## Goal
Swap "chair cushion" for "seat cushion" in the part of the records that opens with the line containing "pergola post, which" and closes with the line containing "x=37, y=150", and write out only those lines with everything else unchanged.

#### Data

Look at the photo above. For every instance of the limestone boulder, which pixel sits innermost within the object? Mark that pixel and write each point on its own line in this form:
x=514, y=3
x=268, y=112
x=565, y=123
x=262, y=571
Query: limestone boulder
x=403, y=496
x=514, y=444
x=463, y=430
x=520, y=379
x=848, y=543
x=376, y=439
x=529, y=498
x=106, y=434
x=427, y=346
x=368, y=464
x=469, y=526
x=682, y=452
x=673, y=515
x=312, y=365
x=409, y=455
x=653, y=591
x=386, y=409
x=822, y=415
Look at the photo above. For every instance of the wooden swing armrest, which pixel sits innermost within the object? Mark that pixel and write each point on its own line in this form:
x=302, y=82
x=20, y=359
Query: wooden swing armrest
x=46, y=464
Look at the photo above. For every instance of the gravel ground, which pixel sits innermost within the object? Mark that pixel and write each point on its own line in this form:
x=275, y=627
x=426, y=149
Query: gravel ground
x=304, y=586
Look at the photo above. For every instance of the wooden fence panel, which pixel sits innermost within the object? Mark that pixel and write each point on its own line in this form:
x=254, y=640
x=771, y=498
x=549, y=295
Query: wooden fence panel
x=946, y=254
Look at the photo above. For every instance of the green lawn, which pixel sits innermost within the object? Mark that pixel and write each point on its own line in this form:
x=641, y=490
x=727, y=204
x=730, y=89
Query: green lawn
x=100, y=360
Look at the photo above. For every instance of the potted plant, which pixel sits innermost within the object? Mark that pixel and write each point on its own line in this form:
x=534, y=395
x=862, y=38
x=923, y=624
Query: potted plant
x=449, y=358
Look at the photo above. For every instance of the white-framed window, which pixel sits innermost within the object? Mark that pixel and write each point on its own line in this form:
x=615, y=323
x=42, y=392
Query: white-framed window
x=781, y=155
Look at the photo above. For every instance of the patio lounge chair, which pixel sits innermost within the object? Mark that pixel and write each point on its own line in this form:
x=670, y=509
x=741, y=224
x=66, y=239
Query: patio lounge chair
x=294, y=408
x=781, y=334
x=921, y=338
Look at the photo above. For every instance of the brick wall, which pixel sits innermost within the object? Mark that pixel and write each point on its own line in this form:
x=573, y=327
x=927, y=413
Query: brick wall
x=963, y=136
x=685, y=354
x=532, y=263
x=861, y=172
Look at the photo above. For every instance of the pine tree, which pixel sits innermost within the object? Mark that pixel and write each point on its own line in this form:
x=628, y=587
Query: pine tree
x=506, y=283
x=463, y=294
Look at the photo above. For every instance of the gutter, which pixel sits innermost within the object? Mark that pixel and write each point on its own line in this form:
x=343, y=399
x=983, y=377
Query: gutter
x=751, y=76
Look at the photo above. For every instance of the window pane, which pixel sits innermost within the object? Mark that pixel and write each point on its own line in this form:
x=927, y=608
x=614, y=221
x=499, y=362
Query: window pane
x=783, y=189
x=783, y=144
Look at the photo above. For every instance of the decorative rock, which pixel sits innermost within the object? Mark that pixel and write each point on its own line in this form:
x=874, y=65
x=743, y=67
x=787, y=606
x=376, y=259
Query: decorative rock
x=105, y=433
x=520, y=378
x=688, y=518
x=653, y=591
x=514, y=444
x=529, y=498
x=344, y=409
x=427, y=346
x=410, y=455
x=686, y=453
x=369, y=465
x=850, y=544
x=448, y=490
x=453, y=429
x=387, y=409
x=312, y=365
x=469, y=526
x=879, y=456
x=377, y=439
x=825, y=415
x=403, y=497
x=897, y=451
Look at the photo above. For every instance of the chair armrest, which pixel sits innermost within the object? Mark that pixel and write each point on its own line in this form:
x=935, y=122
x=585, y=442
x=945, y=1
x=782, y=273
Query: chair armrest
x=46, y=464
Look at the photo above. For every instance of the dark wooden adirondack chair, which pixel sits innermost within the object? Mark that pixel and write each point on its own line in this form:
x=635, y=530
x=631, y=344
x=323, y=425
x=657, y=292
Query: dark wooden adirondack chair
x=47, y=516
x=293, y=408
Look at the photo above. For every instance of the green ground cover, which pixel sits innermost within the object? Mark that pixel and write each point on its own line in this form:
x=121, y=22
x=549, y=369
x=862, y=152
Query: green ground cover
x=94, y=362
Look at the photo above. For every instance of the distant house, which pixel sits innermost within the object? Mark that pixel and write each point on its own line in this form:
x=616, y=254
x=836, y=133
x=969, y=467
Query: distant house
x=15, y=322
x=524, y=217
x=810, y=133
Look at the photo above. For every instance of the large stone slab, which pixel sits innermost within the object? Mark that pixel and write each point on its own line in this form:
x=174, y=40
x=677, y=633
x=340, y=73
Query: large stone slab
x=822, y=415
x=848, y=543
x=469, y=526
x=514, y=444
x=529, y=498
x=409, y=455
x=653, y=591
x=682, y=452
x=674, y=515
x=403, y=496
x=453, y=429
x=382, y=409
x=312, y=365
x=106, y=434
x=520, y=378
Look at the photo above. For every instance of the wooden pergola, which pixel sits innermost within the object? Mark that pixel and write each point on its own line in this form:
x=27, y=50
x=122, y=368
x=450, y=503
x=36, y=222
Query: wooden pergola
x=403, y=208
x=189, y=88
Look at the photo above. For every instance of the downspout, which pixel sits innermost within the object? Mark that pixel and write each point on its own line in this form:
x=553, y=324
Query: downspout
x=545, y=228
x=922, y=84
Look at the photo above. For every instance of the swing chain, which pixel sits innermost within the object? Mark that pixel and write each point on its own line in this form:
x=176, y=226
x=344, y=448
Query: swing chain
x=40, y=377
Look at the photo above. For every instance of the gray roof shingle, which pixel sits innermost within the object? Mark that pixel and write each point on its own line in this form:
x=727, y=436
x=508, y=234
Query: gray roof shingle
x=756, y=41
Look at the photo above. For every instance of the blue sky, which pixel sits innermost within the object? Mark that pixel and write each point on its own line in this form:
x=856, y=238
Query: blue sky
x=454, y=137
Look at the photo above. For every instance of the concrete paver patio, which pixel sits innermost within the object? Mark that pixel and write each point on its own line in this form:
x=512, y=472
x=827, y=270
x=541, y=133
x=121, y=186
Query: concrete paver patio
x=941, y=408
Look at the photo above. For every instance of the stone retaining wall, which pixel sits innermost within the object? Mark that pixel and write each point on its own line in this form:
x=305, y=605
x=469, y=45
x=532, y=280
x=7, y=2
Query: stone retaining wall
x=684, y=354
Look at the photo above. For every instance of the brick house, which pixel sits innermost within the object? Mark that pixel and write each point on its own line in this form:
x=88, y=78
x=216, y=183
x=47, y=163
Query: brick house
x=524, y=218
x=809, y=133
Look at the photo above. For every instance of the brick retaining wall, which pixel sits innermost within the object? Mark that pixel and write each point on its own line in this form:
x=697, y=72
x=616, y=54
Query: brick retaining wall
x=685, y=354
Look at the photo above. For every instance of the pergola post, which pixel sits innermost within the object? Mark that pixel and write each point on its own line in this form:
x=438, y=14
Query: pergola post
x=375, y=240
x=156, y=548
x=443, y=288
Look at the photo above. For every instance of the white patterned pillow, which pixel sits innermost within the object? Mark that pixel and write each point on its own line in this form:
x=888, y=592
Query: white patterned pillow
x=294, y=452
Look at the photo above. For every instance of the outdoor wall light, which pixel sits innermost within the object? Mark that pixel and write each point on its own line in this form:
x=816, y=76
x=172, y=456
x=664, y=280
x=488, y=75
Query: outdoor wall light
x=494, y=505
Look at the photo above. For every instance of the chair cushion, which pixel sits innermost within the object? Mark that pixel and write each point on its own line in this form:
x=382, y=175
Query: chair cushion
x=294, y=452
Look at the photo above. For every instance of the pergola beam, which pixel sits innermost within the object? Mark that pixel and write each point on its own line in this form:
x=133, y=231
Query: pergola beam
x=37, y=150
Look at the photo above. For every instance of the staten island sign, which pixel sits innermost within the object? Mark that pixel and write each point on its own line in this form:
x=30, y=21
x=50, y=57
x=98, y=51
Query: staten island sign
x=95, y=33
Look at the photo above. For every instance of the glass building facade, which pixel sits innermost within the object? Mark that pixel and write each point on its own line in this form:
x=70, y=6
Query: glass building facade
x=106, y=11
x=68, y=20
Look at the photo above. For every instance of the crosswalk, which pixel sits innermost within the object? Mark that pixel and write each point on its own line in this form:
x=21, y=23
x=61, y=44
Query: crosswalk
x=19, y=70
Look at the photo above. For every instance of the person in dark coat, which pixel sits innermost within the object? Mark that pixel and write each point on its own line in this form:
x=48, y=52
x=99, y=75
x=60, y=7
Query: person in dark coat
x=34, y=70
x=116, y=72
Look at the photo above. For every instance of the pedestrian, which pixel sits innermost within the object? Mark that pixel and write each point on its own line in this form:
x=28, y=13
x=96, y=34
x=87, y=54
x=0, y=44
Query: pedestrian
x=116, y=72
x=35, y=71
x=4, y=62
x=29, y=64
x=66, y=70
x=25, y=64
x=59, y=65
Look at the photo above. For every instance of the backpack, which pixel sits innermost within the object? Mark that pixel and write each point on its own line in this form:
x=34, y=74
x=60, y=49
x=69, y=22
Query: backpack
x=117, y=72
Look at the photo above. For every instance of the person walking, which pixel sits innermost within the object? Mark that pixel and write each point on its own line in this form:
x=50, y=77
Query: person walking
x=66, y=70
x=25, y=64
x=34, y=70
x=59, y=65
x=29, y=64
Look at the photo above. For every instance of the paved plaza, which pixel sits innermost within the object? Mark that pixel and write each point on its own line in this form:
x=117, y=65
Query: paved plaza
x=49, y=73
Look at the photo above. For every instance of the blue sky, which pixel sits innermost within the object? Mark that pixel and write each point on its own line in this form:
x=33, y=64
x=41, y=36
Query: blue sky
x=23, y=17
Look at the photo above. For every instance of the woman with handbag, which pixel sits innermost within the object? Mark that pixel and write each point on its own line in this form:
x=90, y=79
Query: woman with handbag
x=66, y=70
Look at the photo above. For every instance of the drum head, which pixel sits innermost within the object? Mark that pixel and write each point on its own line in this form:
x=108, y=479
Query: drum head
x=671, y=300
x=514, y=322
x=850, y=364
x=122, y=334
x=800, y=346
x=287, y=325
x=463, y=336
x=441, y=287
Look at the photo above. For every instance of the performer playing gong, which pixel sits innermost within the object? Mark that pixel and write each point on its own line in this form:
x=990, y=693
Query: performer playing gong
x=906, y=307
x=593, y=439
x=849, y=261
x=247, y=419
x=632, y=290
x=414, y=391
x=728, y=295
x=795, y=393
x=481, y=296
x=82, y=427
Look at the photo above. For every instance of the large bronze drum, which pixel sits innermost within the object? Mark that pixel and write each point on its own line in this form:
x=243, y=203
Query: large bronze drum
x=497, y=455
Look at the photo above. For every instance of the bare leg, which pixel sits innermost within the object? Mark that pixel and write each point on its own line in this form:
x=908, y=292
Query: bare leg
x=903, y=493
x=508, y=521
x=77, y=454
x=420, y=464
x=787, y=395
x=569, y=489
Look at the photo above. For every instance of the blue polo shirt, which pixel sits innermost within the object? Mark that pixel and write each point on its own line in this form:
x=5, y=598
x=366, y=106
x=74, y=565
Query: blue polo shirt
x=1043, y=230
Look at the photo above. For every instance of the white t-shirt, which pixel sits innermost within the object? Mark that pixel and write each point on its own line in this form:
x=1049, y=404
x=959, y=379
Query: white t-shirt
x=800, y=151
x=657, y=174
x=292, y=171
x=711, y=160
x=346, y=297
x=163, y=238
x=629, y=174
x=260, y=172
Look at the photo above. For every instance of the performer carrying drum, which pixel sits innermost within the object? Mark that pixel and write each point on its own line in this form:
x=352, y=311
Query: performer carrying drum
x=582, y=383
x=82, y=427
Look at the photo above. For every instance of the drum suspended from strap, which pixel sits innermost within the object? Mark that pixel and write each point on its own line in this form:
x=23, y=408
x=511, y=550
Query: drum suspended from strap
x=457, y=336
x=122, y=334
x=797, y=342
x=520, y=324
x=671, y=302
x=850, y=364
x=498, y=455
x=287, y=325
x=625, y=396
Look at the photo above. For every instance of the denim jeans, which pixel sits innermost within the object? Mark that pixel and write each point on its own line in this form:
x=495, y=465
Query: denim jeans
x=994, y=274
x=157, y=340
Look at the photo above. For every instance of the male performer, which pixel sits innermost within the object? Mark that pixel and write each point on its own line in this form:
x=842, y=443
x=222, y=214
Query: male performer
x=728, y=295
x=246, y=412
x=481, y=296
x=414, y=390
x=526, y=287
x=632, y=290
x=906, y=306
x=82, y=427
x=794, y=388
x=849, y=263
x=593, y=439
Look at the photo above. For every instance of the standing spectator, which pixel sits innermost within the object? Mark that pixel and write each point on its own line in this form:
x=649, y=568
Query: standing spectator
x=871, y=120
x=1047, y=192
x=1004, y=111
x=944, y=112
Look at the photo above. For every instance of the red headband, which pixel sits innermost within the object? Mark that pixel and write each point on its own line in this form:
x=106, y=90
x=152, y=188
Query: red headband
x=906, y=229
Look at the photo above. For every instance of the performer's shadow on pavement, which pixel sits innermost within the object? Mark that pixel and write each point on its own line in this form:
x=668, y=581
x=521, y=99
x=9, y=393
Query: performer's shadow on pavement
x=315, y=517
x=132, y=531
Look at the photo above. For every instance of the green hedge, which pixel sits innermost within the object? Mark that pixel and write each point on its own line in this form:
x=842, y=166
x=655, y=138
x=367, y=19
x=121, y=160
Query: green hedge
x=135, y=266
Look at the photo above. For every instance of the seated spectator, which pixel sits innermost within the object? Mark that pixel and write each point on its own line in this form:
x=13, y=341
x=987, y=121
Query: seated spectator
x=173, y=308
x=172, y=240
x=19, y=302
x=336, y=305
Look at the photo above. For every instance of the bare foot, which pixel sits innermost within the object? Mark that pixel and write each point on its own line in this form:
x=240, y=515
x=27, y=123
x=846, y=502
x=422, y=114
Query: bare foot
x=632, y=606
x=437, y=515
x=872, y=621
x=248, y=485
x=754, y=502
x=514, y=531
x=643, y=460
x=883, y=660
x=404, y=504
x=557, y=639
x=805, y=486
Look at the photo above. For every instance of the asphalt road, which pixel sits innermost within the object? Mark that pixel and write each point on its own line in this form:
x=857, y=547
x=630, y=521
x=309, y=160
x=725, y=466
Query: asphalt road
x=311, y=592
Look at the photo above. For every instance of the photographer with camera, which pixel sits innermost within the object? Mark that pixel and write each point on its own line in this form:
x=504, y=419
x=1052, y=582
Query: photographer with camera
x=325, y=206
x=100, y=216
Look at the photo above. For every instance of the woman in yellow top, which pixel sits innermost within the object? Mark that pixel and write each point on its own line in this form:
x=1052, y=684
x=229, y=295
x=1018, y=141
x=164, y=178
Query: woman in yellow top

########

## Task output
Look at the photo above. For every instance of the pergola post, which pixel sits innermost within the object? Mark that pixel and write each point on its own line in this form:
x=438, y=14
Query: pergola post
x=375, y=240
x=156, y=548
x=443, y=288
Look at the photo above. For every instance of the white patterned pillow, which pixel sits innermost within the object? Mark that pixel and write each point on its own line in this form:
x=888, y=592
Query: white patterned pillow
x=294, y=452
Look at the photo above. For every instance of the outdoor wall light, which pixel sits innermost within the object? Mark that pixel and write each point on its own line in this form:
x=816, y=76
x=172, y=456
x=664, y=280
x=488, y=75
Query: outdoor wall light
x=494, y=505
Look at the photo above. For every instance of the seat cushion, which pixel sits innermost within the object? Mark that pixel and write each point on its own line in this form:
x=382, y=175
Query: seat cushion
x=294, y=452
Look at the photo above. For every instance of the pergola beam, which pixel sits innermost within the object? Mark that pixel and write each point on its own line in this form:
x=133, y=231
Query: pergola beam
x=37, y=150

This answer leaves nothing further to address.